WRITTEN TASK » Copy out each line of the material below that contains the word "rear".

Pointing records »
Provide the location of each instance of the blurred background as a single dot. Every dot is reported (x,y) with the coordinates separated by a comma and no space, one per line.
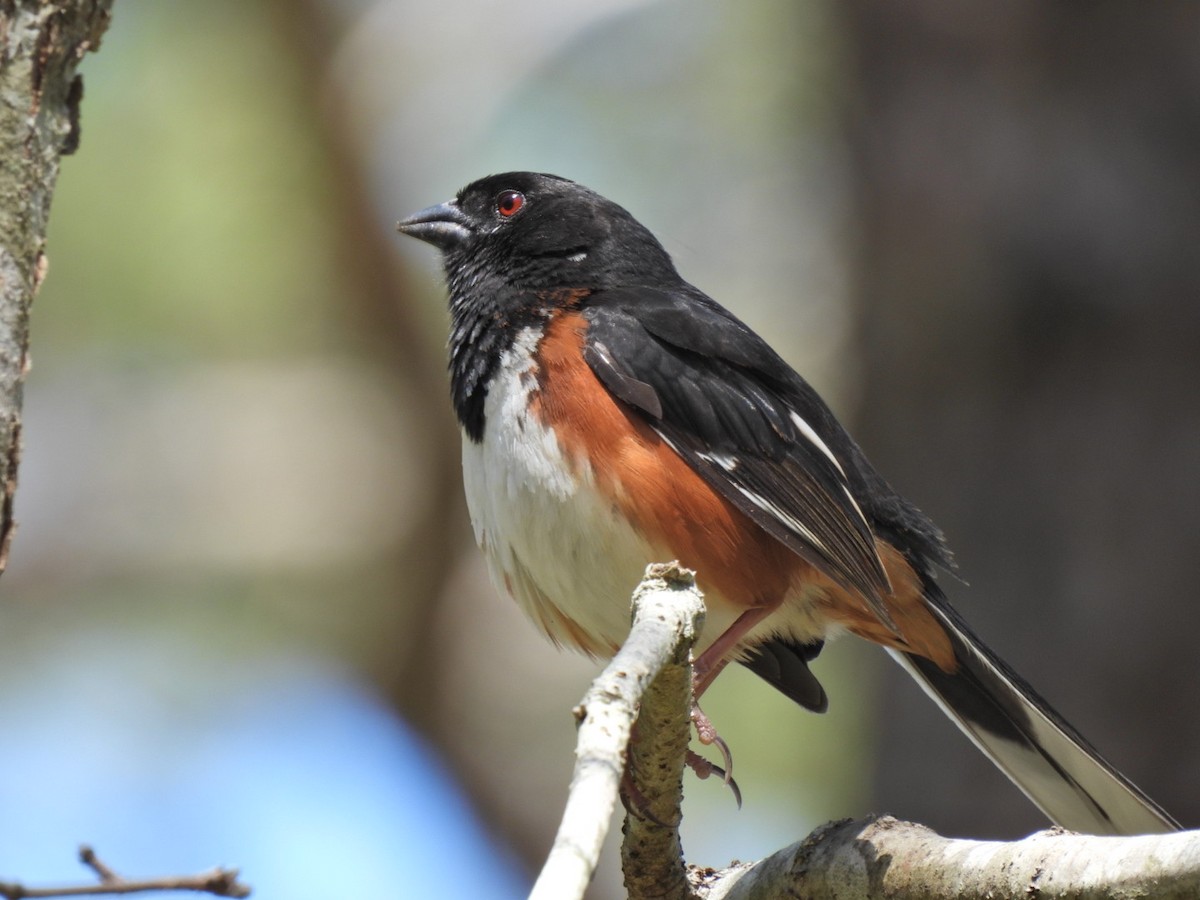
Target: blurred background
(244,621)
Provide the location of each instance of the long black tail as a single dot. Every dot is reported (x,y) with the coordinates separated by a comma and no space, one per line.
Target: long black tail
(1030,742)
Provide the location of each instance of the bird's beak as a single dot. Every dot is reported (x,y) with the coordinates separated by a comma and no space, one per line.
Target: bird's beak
(443,226)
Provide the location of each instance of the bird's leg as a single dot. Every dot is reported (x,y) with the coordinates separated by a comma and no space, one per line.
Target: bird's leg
(703,671)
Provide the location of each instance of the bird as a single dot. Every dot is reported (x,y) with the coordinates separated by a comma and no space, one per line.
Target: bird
(615,415)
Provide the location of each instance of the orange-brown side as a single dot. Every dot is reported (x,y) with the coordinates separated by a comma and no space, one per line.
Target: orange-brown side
(675,508)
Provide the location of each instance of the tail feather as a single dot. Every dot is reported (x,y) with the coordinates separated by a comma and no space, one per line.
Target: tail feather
(1043,755)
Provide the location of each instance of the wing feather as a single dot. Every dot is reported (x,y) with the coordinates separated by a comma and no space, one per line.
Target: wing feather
(736,412)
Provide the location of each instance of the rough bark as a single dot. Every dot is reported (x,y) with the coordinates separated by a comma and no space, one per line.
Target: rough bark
(41,46)
(881,857)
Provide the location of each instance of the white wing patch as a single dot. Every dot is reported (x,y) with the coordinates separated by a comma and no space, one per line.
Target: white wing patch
(809,435)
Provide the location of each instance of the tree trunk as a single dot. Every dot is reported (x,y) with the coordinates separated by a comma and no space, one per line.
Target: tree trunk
(41,45)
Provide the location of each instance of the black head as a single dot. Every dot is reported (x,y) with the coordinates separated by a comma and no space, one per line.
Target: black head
(534,232)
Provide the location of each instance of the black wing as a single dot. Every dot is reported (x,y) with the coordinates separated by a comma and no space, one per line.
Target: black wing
(744,420)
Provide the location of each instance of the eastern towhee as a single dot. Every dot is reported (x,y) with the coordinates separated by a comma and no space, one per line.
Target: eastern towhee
(615,415)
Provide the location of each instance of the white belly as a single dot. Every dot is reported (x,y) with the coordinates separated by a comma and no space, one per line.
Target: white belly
(552,541)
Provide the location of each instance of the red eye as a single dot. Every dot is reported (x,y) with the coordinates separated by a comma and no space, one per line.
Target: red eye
(509,203)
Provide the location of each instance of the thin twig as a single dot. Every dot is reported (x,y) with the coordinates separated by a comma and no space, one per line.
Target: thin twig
(217,882)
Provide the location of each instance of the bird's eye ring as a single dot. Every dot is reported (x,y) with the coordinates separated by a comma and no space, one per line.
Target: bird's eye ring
(509,203)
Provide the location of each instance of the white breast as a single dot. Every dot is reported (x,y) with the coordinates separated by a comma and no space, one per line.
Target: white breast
(552,541)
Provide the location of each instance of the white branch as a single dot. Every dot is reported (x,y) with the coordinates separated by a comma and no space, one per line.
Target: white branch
(667,616)
(900,861)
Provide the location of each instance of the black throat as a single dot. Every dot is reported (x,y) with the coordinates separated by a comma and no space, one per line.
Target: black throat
(485,324)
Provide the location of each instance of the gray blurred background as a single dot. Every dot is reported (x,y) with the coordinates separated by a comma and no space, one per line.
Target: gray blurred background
(244,621)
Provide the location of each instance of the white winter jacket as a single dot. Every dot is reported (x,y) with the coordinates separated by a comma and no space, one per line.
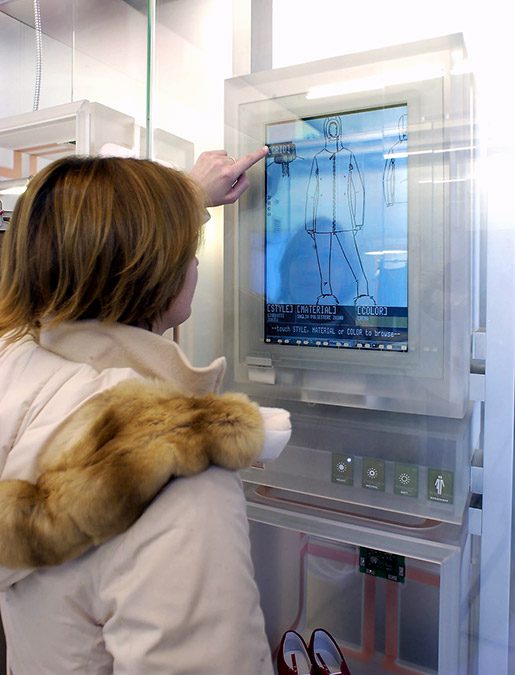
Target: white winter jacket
(173,594)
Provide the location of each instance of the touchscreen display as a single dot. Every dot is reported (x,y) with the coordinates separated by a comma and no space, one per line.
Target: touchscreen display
(336,241)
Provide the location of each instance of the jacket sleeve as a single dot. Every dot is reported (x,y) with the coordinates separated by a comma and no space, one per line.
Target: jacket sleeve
(179,593)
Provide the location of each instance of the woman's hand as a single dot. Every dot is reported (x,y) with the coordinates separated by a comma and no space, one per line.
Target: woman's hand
(222,177)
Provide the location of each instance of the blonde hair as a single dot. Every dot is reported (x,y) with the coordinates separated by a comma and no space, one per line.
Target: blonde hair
(97,238)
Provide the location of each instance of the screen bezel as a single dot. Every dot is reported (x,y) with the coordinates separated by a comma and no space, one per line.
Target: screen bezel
(432,376)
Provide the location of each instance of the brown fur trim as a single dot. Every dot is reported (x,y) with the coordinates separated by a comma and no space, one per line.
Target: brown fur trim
(108,460)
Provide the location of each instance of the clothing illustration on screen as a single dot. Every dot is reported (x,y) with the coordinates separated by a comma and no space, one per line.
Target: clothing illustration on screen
(395,175)
(335,203)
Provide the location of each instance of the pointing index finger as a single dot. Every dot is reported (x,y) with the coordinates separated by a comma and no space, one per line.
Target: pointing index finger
(241,165)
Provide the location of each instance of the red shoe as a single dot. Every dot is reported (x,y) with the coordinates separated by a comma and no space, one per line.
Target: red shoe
(326,656)
(293,657)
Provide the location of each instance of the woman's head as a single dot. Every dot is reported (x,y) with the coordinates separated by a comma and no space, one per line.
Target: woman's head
(98,238)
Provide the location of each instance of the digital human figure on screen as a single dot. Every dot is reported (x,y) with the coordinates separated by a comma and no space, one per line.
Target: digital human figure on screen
(335,204)
(395,176)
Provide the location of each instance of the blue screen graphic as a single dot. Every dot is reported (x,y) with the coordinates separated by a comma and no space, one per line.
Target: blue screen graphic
(336,246)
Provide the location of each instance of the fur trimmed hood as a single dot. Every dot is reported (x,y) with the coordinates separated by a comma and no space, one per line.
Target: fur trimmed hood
(104,417)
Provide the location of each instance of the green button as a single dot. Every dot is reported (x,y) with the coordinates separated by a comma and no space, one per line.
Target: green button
(440,486)
(373,473)
(406,480)
(342,469)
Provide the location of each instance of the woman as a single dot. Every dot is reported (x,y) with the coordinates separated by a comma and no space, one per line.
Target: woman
(98,262)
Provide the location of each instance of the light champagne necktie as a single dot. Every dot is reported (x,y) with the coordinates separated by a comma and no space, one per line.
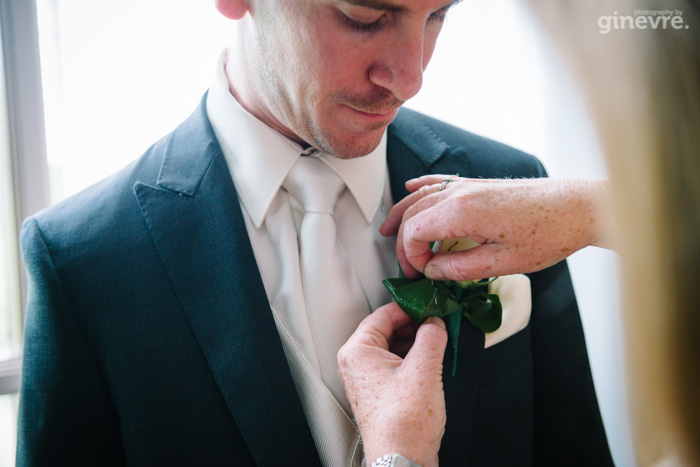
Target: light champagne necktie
(335,301)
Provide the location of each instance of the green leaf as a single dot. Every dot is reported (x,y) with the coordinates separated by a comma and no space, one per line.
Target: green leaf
(484,311)
(412,296)
(449,300)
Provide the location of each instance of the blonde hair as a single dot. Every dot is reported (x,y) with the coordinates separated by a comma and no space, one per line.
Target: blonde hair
(642,88)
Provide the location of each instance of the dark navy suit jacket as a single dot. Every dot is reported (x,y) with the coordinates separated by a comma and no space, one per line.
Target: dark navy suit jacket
(149,339)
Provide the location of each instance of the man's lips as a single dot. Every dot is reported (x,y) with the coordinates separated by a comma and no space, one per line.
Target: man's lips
(383,114)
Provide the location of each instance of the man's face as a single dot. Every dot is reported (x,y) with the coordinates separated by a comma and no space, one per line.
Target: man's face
(333,73)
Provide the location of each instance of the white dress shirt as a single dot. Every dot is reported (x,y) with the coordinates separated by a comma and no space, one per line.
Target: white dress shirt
(259,159)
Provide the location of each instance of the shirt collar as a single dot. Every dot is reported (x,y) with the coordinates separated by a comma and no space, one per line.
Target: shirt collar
(260,158)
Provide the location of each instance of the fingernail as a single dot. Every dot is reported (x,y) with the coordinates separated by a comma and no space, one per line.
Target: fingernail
(437,321)
(433,272)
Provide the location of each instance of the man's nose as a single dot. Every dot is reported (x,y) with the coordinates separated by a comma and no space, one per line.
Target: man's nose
(399,67)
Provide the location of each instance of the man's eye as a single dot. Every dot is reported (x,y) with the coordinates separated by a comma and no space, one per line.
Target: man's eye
(439,16)
(363,27)
(363,21)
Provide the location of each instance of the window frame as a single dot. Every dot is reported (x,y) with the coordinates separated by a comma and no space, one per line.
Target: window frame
(25,112)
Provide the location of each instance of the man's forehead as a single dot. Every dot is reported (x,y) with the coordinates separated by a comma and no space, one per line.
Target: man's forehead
(396,5)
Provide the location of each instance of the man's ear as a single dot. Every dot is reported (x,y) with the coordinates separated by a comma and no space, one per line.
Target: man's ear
(233,9)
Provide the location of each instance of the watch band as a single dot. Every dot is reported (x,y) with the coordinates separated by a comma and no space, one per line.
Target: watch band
(394,460)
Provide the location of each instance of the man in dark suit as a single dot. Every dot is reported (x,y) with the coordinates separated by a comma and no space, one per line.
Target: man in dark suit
(153,335)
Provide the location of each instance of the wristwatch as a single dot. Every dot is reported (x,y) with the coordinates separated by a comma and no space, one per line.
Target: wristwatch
(394,460)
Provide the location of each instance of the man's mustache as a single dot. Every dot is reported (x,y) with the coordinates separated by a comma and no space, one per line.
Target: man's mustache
(379,100)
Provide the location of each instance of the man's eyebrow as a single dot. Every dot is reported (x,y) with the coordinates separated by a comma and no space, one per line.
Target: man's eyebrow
(375,4)
(384,5)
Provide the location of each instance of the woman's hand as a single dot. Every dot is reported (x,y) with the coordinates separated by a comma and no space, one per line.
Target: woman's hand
(523,225)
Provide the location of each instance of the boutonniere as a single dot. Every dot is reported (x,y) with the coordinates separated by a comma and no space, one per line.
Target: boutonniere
(450,300)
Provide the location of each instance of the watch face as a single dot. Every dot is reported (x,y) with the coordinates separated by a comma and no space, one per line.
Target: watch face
(399,461)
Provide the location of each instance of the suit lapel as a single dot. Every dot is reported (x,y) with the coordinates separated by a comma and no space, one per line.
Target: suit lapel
(195,221)
(413,150)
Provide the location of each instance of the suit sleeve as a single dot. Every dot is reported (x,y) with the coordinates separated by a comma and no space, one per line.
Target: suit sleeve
(66,416)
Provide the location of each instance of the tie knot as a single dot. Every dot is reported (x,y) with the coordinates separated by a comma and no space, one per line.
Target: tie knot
(314,184)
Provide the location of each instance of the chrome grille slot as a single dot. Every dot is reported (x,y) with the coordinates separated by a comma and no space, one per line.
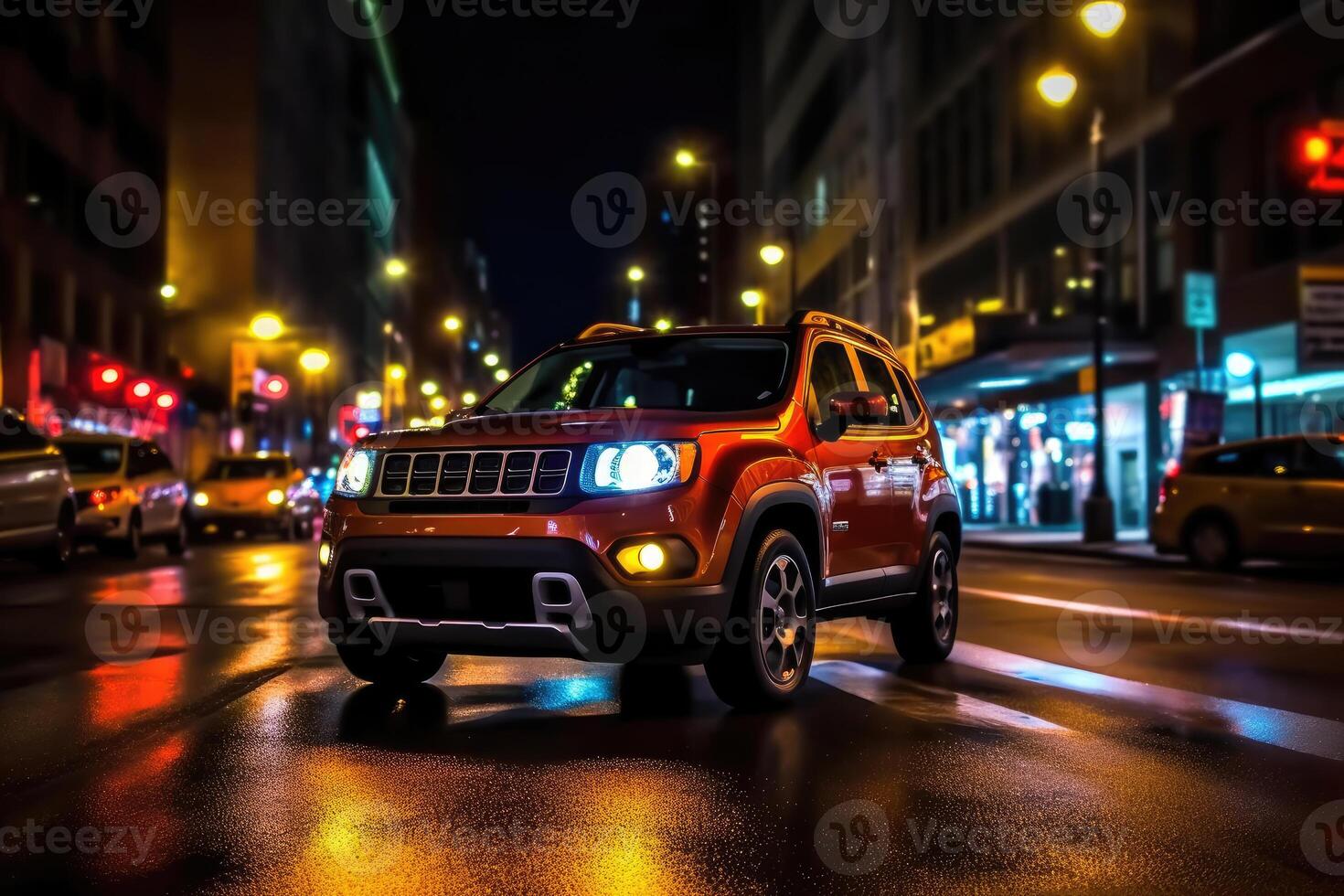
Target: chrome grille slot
(551,470)
(453,480)
(517,472)
(474,475)
(397,473)
(425,475)
(485,472)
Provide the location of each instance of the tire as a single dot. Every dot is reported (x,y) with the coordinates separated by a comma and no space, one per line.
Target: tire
(926,629)
(129,547)
(1211,544)
(769,666)
(57,557)
(176,543)
(395,667)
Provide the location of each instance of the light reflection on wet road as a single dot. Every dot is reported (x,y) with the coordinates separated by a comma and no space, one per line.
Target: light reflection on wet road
(234,755)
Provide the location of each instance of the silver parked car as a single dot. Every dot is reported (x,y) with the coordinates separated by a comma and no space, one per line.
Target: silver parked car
(37,498)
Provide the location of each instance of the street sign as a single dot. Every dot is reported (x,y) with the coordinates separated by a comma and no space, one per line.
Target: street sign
(1200,300)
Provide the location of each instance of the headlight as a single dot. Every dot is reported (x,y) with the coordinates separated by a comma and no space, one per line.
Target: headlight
(355,475)
(636,466)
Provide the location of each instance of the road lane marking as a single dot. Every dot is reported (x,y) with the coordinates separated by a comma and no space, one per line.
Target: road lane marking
(1293,731)
(1275,629)
(921,700)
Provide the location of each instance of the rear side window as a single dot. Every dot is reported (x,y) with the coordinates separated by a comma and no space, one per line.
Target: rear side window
(831,372)
(907,391)
(880,378)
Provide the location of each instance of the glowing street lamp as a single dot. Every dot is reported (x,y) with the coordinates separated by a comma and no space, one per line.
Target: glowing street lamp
(315,360)
(266,326)
(1104,17)
(1057,86)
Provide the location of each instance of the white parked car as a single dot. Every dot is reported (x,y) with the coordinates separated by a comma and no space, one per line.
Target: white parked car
(126,492)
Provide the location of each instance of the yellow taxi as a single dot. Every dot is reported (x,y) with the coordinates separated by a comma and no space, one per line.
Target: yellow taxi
(1275,498)
(253,493)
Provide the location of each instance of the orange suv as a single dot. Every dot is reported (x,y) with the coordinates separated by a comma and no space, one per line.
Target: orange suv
(706,495)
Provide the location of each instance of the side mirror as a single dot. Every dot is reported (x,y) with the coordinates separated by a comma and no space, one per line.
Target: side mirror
(852,409)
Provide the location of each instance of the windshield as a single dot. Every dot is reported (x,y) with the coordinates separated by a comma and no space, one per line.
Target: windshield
(91,457)
(248,470)
(675,372)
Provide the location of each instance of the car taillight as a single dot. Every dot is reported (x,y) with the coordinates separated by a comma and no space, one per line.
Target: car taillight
(102,496)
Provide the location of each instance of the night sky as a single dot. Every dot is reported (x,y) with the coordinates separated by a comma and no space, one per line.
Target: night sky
(535,108)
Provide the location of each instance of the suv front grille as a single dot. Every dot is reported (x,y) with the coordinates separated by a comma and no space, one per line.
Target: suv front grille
(523,473)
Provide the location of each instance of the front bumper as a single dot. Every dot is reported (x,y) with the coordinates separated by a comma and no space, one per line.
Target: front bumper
(514,597)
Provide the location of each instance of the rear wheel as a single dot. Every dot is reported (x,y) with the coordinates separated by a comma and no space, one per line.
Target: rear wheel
(926,629)
(1211,544)
(56,557)
(777,602)
(391,666)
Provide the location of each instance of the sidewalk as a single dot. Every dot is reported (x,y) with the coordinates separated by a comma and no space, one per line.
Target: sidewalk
(1132,547)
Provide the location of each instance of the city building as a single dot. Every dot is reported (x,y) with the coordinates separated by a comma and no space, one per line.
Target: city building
(288,194)
(83,338)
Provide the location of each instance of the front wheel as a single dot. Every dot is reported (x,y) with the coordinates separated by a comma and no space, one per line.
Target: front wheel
(391,666)
(926,629)
(765,661)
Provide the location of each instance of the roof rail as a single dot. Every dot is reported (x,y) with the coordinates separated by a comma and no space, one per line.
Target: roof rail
(835,321)
(611,329)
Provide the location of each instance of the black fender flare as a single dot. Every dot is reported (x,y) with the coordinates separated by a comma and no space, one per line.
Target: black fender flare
(766,498)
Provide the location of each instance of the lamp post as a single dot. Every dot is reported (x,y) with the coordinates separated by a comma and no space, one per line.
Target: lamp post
(1058,86)
(687,159)
(1240,366)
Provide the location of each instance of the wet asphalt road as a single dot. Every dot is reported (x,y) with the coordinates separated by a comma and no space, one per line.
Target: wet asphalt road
(1101,729)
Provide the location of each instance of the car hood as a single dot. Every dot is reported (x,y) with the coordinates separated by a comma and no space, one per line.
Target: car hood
(569,429)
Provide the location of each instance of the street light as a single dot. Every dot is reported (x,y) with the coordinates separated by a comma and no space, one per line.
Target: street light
(1057,86)
(315,360)
(266,326)
(754,298)
(1104,17)
(1241,366)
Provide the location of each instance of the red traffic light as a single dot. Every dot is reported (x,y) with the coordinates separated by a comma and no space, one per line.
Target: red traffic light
(274,387)
(106,377)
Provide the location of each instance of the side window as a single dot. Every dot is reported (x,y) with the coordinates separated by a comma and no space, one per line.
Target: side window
(831,372)
(878,375)
(1321,461)
(907,391)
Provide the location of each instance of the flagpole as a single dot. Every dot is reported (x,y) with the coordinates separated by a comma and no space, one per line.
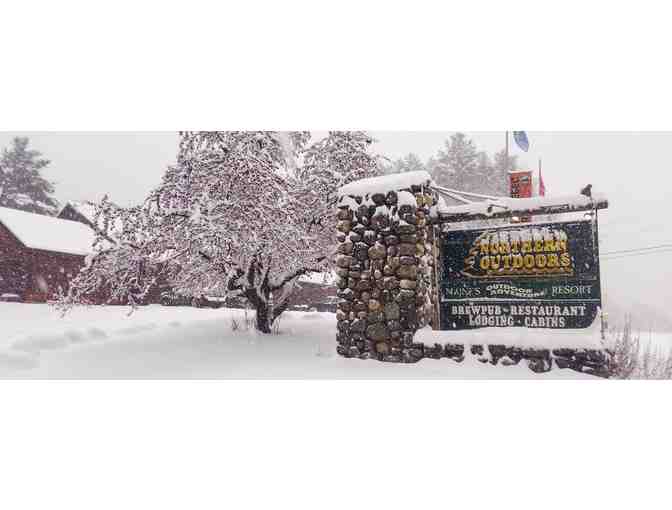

THE COMPLETED TASK »
Provide the location of each instance of the rear side window as a single dot. Every dot is reported (x,y) with the coordinates separated by a comma and no space, one per line.
Target: rear side window
Provide the location of each instance of the rear wheel as a single dot. Every dot is reported (x,y) with the coordinates separated by a comma and no space, one per line.
Target: rear wheel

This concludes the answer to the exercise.